Task instructions - Repeat the material below exactly, line for line.

─── Entries shown

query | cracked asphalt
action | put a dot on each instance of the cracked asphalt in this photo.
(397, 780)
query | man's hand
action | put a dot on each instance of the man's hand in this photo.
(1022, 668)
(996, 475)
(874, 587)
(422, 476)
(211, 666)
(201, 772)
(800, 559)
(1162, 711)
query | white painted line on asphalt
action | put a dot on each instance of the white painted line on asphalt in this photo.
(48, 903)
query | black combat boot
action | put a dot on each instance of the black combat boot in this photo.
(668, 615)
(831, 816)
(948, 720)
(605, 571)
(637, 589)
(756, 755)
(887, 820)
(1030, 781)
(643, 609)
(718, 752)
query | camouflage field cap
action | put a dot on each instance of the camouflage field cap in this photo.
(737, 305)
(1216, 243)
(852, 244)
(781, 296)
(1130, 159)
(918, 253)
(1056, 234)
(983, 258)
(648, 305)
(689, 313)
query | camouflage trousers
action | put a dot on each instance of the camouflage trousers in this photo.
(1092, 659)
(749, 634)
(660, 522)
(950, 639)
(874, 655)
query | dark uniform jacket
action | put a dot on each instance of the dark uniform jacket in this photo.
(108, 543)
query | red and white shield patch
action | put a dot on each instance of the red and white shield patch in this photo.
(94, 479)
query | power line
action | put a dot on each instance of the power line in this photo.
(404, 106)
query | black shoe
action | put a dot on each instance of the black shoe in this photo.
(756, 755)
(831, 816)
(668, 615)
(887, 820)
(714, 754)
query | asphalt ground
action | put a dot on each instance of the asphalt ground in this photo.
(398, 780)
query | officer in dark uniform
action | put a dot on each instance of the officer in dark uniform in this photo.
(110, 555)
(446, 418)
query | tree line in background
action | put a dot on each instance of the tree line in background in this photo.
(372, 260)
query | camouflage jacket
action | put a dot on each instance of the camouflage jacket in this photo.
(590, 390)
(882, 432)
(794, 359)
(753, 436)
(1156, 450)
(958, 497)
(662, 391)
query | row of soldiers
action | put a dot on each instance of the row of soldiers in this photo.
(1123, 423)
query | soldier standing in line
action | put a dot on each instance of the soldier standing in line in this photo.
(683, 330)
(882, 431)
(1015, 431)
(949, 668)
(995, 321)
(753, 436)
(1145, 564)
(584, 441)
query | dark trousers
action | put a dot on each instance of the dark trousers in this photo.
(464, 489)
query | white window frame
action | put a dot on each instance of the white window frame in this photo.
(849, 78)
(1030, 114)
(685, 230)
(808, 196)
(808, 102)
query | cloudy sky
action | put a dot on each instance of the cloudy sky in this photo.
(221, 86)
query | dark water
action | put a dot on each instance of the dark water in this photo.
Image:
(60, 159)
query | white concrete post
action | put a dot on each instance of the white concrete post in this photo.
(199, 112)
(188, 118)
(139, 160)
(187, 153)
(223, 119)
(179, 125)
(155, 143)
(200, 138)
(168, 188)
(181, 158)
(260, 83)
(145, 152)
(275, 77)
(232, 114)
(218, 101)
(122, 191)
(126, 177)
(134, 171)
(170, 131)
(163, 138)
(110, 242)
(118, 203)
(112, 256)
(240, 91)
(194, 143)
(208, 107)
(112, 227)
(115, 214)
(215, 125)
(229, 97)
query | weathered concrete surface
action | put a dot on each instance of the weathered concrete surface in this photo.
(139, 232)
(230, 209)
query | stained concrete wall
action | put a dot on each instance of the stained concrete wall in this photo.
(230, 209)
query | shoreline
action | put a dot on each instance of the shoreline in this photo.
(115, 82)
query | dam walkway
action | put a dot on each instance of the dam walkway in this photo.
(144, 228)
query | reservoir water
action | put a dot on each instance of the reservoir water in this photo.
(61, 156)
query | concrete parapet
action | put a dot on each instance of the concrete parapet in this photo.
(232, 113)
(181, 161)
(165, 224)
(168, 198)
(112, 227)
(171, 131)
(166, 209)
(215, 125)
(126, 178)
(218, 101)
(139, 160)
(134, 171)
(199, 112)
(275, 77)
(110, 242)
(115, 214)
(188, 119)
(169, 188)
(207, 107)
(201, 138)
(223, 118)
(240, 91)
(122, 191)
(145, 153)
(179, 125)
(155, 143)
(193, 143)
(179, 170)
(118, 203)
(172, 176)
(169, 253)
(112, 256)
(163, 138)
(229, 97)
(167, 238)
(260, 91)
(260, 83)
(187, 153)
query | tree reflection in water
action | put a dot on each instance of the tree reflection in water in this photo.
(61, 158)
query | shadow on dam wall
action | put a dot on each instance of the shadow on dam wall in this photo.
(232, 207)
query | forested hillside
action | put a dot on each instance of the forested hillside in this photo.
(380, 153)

──────

Response to this exercise -
query | cracked asphalt
action | put a dot on each instance of the cracked asphalt in this photo.
(397, 780)
query | man's hand
action | put a dot on each instance of the man's hand in this photo.
(1022, 668)
(996, 475)
(874, 587)
(422, 476)
(211, 666)
(201, 772)
(800, 559)
(1162, 711)
query | white painted line on asphalt
action | put a dot on each instance of the white painted line on asphalt in this photo.
(48, 903)
query | black combat boot
action | put a dot on each instance of the black combat boot in this photo.
(668, 615)
(831, 816)
(948, 720)
(605, 571)
(637, 589)
(756, 755)
(887, 820)
(1030, 781)
(643, 609)
(718, 752)
query | camouflage field cap
action | put a dot on each instance of the camouflage field cap in this photo.
(737, 305)
(1216, 243)
(852, 244)
(781, 296)
(1130, 159)
(918, 253)
(1056, 234)
(983, 258)
(648, 305)
(689, 313)
query | camouflage trousers
action | put a dot on each instance of the camouflage trousers in this photo.
(1092, 659)
(749, 634)
(660, 522)
(950, 639)
(874, 655)
query | dark uniform jacket
action | put a dot on each instance of the dark uniform jacket in this photo.
(108, 543)
query | red and white shield patch
action | put a dot on each instance of the red and white shield patch in this photo.
(94, 479)
query | power line
action | put a dot on each instance of the power line in this photo.
(404, 106)
query | black shoe
action | put a dot on each instance of the black shoe in this photo.
(756, 755)
(831, 816)
(668, 615)
(887, 820)
(714, 754)
query | asphalt ground
action | put a dot on each instance of the asphalt ground in this photo.
(398, 780)
query | officer in dark uniform
action | put a dot on each instance of the officer in dark uniform in this photo.
(110, 555)
(446, 418)
query | tree line in background
action | put a dot on each instance of the tree line in background in this photo.
(372, 260)
query | camouflage jacket
action | put a dot on each instance of the camouflage jacket in this photo.
(590, 390)
(882, 432)
(794, 359)
(753, 436)
(1156, 450)
(958, 497)
(662, 391)
query | row of soldiers
action | put a dot on each instance of the row of soldiers in this photo.
(1123, 423)
query | soldier standing in line
action | put a dot on each instance of the soldier standing in line in this photo.
(683, 330)
(882, 431)
(1015, 431)
(949, 668)
(995, 321)
(753, 436)
(1145, 564)
(584, 441)
query | dark trousers
action | put a dot on each instance of the dark trousers in this photo.
(464, 489)
query | white window frame
action | put a dot on each instance of the white window frame in this photo.
(849, 78)
(1030, 114)
(685, 230)
(808, 196)
(808, 102)
query | cloudy sky
action | put a dot on each instance of the cloudy sky in this photo.
(221, 86)
query | dark water
action | put a dot on each instance of the dark water in this photo.
Image:
(60, 159)
query | white concrete post
action | put a dot on each instance of the white concrete post in this photo.
(199, 112)
(188, 118)
(139, 160)
(187, 153)
(223, 119)
(179, 125)
(155, 143)
(200, 138)
(168, 188)
(181, 158)
(260, 83)
(145, 152)
(275, 77)
(232, 114)
(218, 101)
(122, 191)
(126, 177)
(134, 171)
(170, 131)
(163, 138)
(110, 242)
(118, 203)
(112, 256)
(240, 91)
(194, 143)
(208, 107)
(112, 227)
(115, 214)
(215, 125)
(229, 97)
query | weathered concrete surface
action | put a dot on each instance of the weathered concrete surface in this photo.
(139, 232)
(230, 209)
query | stained concrete wall
action | put a dot on each instance of the stained concrete wall in this photo.
(230, 209)
query | shoreline
action | put a dot on each instance of the shoreline in this photo.
(115, 82)
query | dam walkway
action | put a dot on each instance of the dam walkway in this photo.
(144, 228)
query | reservoir water
action | put a dot on each instance of the reservoir water in this photo.
(61, 156)
query | concrete parapet
action | put a dot on each instance of the concrete parapet in this photo.
(232, 113)
(181, 161)
(165, 224)
(168, 198)
(112, 227)
(171, 131)
(166, 209)
(215, 125)
(126, 178)
(218, 101)
(139, 160)
(134, 171)
(199, 112)
(275, 77)
(110, 242)
(115, 214)
(188, 119)
(169, 188)
(207, 107)
(201, 138)
(223, 118)
(240, 91)
(122, 191)
(145, 153)
(179, 125)
(155, 143)
(193, 143)
(179, 170)
(118, 203)
(172, 176)
(169, 253)
(112, 256)
(163, 138)
(229, 97)
(167, 238)
(260, 91)
(260, 83)
(187, 153)
query | tree reflection in water
action | put a dot on each instance of the tree reflection in water in this photo.
(61, 158)
query | shadow on dam wall
action | put a dot on each instance of the shadow on dam wall in this photo.
(232, 207)
query | forested hillside
action | put a dot on each instance of the forested hillside in this photo.
(380, 153)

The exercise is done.